WHAT YOU SHOULD DO: Each entry needs to appear again, retyped exactly as it is below.

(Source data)

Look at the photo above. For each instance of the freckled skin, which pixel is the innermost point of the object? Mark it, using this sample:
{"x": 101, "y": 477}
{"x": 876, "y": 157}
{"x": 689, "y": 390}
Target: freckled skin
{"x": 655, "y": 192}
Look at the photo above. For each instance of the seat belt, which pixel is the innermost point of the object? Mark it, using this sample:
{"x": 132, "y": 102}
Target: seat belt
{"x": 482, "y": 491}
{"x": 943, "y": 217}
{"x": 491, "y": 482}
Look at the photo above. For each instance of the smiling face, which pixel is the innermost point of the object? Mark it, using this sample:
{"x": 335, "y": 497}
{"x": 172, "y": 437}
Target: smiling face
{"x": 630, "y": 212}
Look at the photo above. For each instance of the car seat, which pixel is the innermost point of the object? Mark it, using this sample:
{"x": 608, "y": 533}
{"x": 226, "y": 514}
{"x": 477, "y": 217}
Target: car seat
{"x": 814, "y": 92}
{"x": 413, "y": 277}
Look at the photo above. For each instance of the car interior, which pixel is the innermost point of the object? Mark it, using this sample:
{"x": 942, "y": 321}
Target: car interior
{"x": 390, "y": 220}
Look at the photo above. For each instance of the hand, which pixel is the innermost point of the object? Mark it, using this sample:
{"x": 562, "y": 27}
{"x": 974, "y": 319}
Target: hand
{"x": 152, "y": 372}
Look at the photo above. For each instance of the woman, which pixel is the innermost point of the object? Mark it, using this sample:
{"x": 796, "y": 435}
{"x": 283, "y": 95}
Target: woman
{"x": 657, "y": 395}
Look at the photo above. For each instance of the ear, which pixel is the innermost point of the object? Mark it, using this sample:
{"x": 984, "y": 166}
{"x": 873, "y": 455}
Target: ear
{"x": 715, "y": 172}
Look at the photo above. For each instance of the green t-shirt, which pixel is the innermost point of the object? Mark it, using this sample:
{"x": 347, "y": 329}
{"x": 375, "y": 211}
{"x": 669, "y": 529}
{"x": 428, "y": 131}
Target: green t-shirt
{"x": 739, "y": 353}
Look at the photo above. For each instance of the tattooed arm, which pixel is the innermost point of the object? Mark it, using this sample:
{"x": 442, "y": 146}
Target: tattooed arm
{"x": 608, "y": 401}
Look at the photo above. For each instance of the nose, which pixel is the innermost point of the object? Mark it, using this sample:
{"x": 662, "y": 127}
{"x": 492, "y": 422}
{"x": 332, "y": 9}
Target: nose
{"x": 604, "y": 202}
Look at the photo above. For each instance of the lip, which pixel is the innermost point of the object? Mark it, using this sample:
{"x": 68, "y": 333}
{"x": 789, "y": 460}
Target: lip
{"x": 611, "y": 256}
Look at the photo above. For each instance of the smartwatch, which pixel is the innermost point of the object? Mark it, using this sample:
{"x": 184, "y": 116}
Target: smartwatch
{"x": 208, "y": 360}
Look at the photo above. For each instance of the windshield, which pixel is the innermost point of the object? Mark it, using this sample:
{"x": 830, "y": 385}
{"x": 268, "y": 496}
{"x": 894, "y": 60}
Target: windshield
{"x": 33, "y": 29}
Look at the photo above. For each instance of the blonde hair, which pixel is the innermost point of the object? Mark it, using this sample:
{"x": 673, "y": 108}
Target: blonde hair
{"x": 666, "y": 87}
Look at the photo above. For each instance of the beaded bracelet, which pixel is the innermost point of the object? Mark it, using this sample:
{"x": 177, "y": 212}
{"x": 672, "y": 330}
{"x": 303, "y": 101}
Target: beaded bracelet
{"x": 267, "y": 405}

SOLUTION TO THIS EXERCISE:
Look at the photo above. For each instance of the freckled skin, which pixel is the innermost point of the object? Mark it, using this sample:
{"x": 101, "y": 477}
{"x": 876, "y": 157}
{"x": 689, "y": 390}
Target: freckled skin
{"x": 655, "y": 192}
Look at the photo above. For each instance of the seat belt, which pixel is the innermost point of the object? Mark it, using this sample:
{"x": 132, "y": 102}
Target: seat belt
{"x": 482, "y": 491}
{"x": 943, "y": 217}
{"x": 491, "y": 482}
Look at the photo above. For each instance of the smiling face, which pixel is the innermost point of the object? Mark it, using this sample:
{"x": 335, "y": 497}
{"x": 172, "y": 437}
Target: smiling face
{"x": 630, "y": 212}
Look at the photo above. For each instance of the car seat, which pixel is the innermost point of the object? Mark it, using this sample:
{"x": 608, "y": 533}
{"x": 226, "y": 514}
{"x": 477, "y": 217}
Target: car seat
{"x": 814, "y": 92}
{"x": 413, "y": 277}
Look at the photo above. For each instance of the car interior, which pixel is the innermost point of the object? Mark it, using this sample:
{"x": 942, "y": 321}
Target: car interior
{"x": 390, "y": 220}
Look at the photo above. For each instance of the hand, which pixel is the innermost point of the object? Mark it, using this sample:
{"x": 562, "y": 27}
{"x": 974, "y": 319}
Target: hand
{"x": 152, "y": 372}
Look at the photo above. For each instance of the woman, which pixel is the innermost point of the object? Mark it, using this sample:
{"x": 796, "y": 435}
{"x": 283, "y": 95}
Target: woman
{"x": 657, "y": 395}
Look at the photo above. For each instance of the ear, which pixel is the innermost point of the object? Mark it, using this sample:
{"x": 984, "y": 166}
{"x": 873, "y": 455}
Target: ear
{"x": 715, "y": 172}
Look at the photo above. For each instance of the green t-shirt, which pixel is the innermost point of the object? Mark it, using this sample:
{"x": 347, "y": 329}
{"x": 375, "y": 211}
{"x": 669, "y": 529}
{"x": 428, "y": 131}
Target: green t-shirt
{"x": 739, "y": 353}
Look at the photo above. For each instance of the tattooed arm, which pixel is the innermost point of the object? Mark it, using this sample:
{"x": 442, "y": 146}
Target: tattooed arm
{"x": 608, "y": 401}
Look at the photo above. For each instance of the nose, which pixel is the innermost point of the object? Mark it, using this sample:
{"x": 662, "y": 127}
{"x": 492, "y": 422}
{"x": 332, "y": 9}
Target: nose
{"x": 604, "y": 202}
Look at the photo above. For each instance of the lip, which pixel is the innermost point of the object? Mark it, using this sample:
{"x": 68, "y": 333}
{"x": 789, "y": 460}
Target: lip
{"x": 611, "y": 256}
Look at the photo above. For each instance of the smartwatch, which pixel is the innermost point of the object? Mark it, using this sample:
{"x": 184, "y": 116}
Target: smartwatch
{"x": 208, "y": 360}
Look at the photo above. For each instance of the windshield, which pixel is the innermost point of the object? Mark it, using this sample:
{"x": 830, "y": 385}
{"x": 268, "y": 496}
{"x": 894, "y": 60}
Target: windshield
{"x": 33, "y": 29}
Look at the photo above. For each instance of the blonde hair, which pixel is the innermost point of the object? Mark it, using this sample:
{"x": 673, "y": 108}
Target: blonde hair
{"x": 666, "y": 87}
Look at the photo above. For each instance of the beaded bracelet, which pixel is the innermost point of the object? Mark it, using this sample:
{"x": 177, "y": 212}
{"x": 672, "y": 330}
{"x": 303, "y": 101}
Target: beaded bracelet
{"x": 267, "y": 405}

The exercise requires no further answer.